▸ Text passage:
----------------

Aliases: Pennywise, Pennywise the Dancing Clown, Robert Gray, and Bob. Also named IT by the Loser’s Club, a group of seven young outcasts who band together over the course of one terrifying summer to try to defeat the bloodthirsty “clown” known as Pennywise, who has returned to Derry after one of his 27-year-long hibernations, in search of causing terror, creating chaos, and finding some tasty treats in the form of frightened children.
Age: Anywhere between 12,000 years to 2.5 million years old.
First Victims: After landing on earth in prehistoric times, Pennywise went into a long hibernation and first awoke in the 18th Century. Upon awakening, Pennywise went in search of his prey. In order to sustain himself during his next 27-year hibernation, he had to consume human victims and was responsible for the sudden disappearance of 300 settlers in Derry Township.
Favorite Food: Pennywise feeds on fear in human-form, preferably young children.
Hobbies: Wreaking chaos and creating widespread terror when he’s awake, taking 27-30-year long naps after filling up on the local small fries, and hanging out in the sewer.
Special Powers:
- Pennywise is a shapeshifter.
- He can read people’s minds,
- He can combine these first two superpowers together, thereby enabling him to turn himself into the form his prey fears the most.
- He can manipulate people’s minds by making them imagine things that lure them towards him.
- He can create fake smells and sounds to confuse his victims and render them helpless to his attack.
- He can manipulate the weather and has been known to create thunderstorms when an electrical storm can benefit him.
Weaknesses: Pennywise has two weaknesses that can bring down this terrifying monster. Ironically, the two things he fears the most are courage and heart. They are the two things that, together, have proven to bring this terrifying monster to his knees and threaten his very existence.
Arch Enemy: Maturin or the Space Turtle from Stephen King’s Dark Tower series of books.
Pennywise’s M.O.: In the form of Pennywise, IT awakens approximately every 27 years to feast on the children of Derry. He assumes the form of Pennywise the Dancing Clown, because clowns seem to be what many children fear the most, and Pennywise prefers eating the children when they are scared--flavored in the mouthwatering emotion of fear--because fear is what makes them taste better.
Guest Appearances: While Pennywise was originally conceived in Stephen King’s 1986 horror novel, It, this wily character has reared its ugly head in a total of four other King novels: The Tommyknockers (1987), Insomnia (1994), Dreamcatcher (2001), and 11/22/63 (2011).

----------------

▸ Data lines:

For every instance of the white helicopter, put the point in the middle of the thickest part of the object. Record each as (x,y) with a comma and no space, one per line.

----------------

▸ Task description:
Answer these questions using the Pennywise profile.
(a) How many settlers in Derry Township disappeared after Pennywise first awoke?
(b) Which two things does Pennywise fear the most?
(c) Who is named as his arch enemy?
The listing is not required for this work.

▸ Problem solution:
(a) 300 settlers.
(b) Courage and heart.
(c) Maturin, or the Space Turtle, from Stephen King's Dark Tower series.